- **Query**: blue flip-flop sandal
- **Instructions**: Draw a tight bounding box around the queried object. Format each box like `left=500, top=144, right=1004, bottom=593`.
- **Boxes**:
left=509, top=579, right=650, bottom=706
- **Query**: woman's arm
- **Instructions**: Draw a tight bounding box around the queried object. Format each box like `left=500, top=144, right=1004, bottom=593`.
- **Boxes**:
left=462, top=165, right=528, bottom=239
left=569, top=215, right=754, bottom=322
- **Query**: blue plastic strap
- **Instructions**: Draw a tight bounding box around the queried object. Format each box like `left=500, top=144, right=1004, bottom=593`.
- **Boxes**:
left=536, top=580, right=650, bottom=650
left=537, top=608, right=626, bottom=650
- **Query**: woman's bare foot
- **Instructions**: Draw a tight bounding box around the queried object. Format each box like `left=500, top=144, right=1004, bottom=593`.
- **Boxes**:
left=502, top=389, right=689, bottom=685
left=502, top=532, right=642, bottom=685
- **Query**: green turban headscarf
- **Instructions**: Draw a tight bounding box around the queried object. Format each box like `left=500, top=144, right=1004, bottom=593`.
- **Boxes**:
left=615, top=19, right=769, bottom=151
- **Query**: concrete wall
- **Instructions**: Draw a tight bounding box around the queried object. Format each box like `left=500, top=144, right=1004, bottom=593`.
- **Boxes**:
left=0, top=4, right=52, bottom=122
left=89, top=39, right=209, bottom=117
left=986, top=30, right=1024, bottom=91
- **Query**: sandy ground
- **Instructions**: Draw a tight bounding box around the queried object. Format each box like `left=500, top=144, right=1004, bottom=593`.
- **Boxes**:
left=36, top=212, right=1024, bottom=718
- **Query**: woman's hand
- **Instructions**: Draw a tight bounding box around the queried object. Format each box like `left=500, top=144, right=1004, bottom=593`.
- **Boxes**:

• _TASK TO COMPLETE_: Reproduce the records word for word, starting with the first line and going on through the line that contains "left=569, top=215, right=754, bottom=322".

• _SOLUTION FOR THIS EXERCISE_:
- **Query**: blue flip-flop sandal
- **Instructions**: Draw a tight bounding box around the queried object. Format each box like `left=500, top=144, right=1004, bottom=593`.
- **Boxes**:
left=509, top=579, right=650, bottom=706
- **Query**: woman's arm
- **Instructions**: Draw a tight bounding box around the queried object. Format each box like `left=500, top=144, right=1004, bottom=593`.
- **Boxes**:
left=462, top=165, right=528, bottom=239
left=569, top=215, right=754, bottom=322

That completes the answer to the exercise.